RECORDS PROVIDED below:

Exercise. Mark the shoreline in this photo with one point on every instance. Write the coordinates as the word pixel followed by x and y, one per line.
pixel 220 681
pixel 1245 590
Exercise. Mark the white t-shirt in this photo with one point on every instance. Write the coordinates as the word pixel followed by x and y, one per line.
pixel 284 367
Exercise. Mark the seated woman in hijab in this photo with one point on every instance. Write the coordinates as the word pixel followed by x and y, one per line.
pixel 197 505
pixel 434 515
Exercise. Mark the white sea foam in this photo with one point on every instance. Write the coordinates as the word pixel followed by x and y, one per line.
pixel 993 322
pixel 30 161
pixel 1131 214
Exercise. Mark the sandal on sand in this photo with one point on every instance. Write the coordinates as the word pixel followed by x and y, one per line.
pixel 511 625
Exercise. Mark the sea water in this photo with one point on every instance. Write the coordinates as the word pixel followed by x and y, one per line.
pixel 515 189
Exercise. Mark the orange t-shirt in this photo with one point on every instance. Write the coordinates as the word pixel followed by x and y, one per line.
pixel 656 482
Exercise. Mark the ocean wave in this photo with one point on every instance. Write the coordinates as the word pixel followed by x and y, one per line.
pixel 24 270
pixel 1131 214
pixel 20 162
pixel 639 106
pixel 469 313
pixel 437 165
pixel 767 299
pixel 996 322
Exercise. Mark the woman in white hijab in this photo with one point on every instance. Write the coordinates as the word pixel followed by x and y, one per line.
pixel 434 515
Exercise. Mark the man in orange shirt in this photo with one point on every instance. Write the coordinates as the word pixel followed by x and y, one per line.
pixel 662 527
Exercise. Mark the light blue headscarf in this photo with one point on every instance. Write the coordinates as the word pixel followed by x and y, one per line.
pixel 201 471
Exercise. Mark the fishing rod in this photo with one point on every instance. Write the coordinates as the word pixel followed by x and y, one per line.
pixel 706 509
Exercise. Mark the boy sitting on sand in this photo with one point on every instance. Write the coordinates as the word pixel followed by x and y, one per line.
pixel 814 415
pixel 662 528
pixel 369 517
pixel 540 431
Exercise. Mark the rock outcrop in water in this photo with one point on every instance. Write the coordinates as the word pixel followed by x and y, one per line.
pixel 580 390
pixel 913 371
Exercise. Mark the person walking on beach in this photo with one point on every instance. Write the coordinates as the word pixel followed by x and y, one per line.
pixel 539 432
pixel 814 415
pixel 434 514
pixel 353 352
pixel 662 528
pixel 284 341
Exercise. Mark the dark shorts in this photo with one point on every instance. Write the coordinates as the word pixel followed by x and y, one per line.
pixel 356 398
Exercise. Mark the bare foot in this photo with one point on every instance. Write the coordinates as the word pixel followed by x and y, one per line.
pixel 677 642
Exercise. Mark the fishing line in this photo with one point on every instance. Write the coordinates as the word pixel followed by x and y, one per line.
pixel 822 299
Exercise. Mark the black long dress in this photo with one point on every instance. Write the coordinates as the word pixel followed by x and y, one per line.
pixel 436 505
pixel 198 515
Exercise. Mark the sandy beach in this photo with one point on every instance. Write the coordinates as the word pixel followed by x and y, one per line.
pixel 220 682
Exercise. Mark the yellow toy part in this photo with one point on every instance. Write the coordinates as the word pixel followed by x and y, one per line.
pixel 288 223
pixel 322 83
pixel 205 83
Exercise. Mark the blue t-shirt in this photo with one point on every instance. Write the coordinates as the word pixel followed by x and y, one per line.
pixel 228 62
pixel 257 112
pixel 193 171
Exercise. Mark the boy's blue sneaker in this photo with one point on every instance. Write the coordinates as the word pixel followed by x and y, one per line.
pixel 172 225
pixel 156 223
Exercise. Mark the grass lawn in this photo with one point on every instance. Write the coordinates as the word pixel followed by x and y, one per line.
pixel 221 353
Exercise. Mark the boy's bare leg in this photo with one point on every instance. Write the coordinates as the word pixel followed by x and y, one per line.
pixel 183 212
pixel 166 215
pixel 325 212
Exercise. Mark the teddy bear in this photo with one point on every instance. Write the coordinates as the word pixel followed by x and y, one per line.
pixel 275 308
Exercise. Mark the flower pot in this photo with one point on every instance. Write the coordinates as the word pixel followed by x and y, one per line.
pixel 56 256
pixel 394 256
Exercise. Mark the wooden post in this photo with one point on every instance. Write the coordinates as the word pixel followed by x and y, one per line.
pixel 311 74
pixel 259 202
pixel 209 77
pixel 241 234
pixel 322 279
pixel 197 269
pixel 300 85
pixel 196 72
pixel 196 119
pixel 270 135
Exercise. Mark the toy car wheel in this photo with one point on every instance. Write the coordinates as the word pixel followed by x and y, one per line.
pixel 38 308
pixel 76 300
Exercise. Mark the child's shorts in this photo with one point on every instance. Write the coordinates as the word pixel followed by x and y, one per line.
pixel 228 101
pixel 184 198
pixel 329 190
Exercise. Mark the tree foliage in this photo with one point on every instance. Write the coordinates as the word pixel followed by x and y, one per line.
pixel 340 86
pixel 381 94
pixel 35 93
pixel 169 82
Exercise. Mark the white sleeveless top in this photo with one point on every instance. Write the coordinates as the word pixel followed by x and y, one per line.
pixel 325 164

End of RECORDS PROVIDED.

So that nothing is lost, please reproduce each entry exactly as written.

Exercise. Mark the shoreline in this photo with one point on every instance. Write the coordinates as the word pixel followed by x and y, one per line.
pixel 220 681
pixel 1245 590
Exercise. Mark the white t-shirt in this photo with one point on every instance. Write the coordinates as the word pixel followed by x and y, one per line.
pixel 284 367
Exercise. Mark the seated woman in hijab in this photo with one point on every instance. Write the coordinates as the word pixel followed by x and y, one per line.
pixel 197 505
pixel 434 515
Exercise. Mark the white sea foam in this photo with one point on every instance. Write the coordinates as the word pixel followed by x and y, one per line.
pixel 993 322
pixel 30 161
pixel 1131 214
Exercise. Mark the sandal on sand in this photo with one point on every instance. Write the coordinates as the word pixel followed by x and y, one per line.
pixel 511 625
Exercise. Mark the sea water in this photo with one point on every instance. Write the coordinates as the word pixel followed by x and y, one per line.
pixel 515 189
Exercise. Mark the orange t-shirt in this photo with one point on every instance. Write the coordinates as the word pixel followed by x and y, one per line.
pixel 656 482
Exercise. Mark the ocean wave in this photo with one point on every instance. Write the coordinates as the word pixel followed by x and y, one per line.
pixel 24 270
pixel 1131 214
pixel 20 162
pixel 639 106
pixel 469 313
pixel 437 165
pixel 767 299
pixel 996 322
Exercise. Mark the woman in white hijab in this photo with one point on every instance. Write the coordinates as the word pixel followed by x and y, one per line.
pixel 434 515
Exercise. Mark the man in orange shirt in this photo with one point on every instance. Write the coordinates as the word pixel followed by x and y, one per line.
pixel 662 527
Exercise. Mark the light blue headscarf in this photo with one point on every instance. Write the coordinates as the word pixel followed by x and y, one per line.
pixel 201 471
Exercise. Mark the fishing rod in this photo with one point on every instance. Write the coordinates as the word pixel followed by x and y, one per line.
pixel 706 509
Exercise. Mark the boy sitting on sand in this photo with one point on every instance. Write the coordinates as the word pixel followed by x and y, one per line.
pixel 814 415
pixel 662 528
pixel 369 517
pixel 540 431
Exercise. Mark the rock outcrop in water in this photo with one point on every instance. Write the coordinates as the word pixel followed by x and y, one per line.
pixel 580 390
pixel 913 371
Exercise. Mark the person walking on beach in this photo with one point on every instance. Write the coordinates as the word pixel followed by x and y, one per line.
pixel 539 432
pixel 814 415
pixel 434 514
pixel 353 352
pixel 662 528
pixel 284 341
Exercise. Mark the dark shorts in this photo with one point on every instance. Write the coordinates as the word pixel followed by x and y, one per line.
pixel 356 398
Exercise. Mark the bare foot in this photo with one point on every instance. Write the coordinates as the word pixel followed by x and y, one per line.
pixel 677 642
Exercise. Mark the fishing line in this photo with one point on every instance. Write the coordinates as the word pixel followed by x and y, one per line.
pixel 822 299
Exercise. Mark the black long dress in this photo with one point on every instance. Write the coordinates as the word pixel followed by x and y, one per line.
pixel 436 505
pixel 198 515
Exercise. Mark the sandy beach in this photo with one point on every instance. Write the coordinates as the word pixel followed by x and y, one per line.
pixel 220 682
Exercise. Mark the yellow toy part in this photo with one point on every instance. Write the coordinates as the word pixel followed by x and y, one per line.
pixel 288 223
pixel 322 83
pixel 205 83
Exercise. Mark the blue t-shirt in this photo with one point on every instance. Write the coordinates as the word pixel followed by x and y, one per line.
pixel 228 62
pixel 257 112
pixel 193 171
Exercise. Mark the boy's blue sneaker in this photo with one point on every instance. Write the coordinates as the word pixel followed by x and y, one per line.
pixel 172 225
pixel 156 223
Exercise. Mark the grass lawn in this photo with one point on every instance. Write the coordinates as the word pixel followed by x and y, one per line.
pixel 221 353
Exercise. Mark the boy's bare leg in this photo with one point on every instance. Write the coordinates as the word pixel followed by x and y, one per line.
pixel 183 212
pixel 166 215
pixel 325 212
Exercise. Mark the teddy bear in this photo with one point on every instance. Write the coordinates as the word pixel followed by x and y, one per line.
pixel 275 308
Exercise. Mark the flower pot in this photo with one point on every instance. Write the coordinates as the word pixel followed by x and y, one per line.
pixel 56 256
pixel 394 256
Exercise. Mark the wooden post in this photo with one point on every instance. Write the coordinates as the word pixel followed by x and y, one per line.
pixel 311 74
pixel 259 202
pixel 209 77
pixel 241 234
pixel 322 279
pixel 197 269
pixel 300 85
pixel 196 72
pixel 196 119
pixel 270 135
Exercise. Mark the toy car wheel in this photo with one point on every instance. Write the coordinates as the word pixel followed by x and y, one per line.
pixel 38 308
pixel 76 300
Exercise. Mark the child's shorts in this photo with one point on every instance. Write the coordinates as the word pixel followed by x and y, one per line.
pixel 228 101
pixel 184 198
pixel 329 190
Exercise. Mark the tree foliage in this photo with one point on every instance. Write the coordinates as the word pixel followed by x and y, one per line.
pixel 340 86
pixel 381 94
pixel 35 93
pixel 169 82
Exercise. Mark the white sleeveless top in this photo with one point on every instance. Write the coordinates as the word pixel followed by x and y, one per line.
pixel 325 164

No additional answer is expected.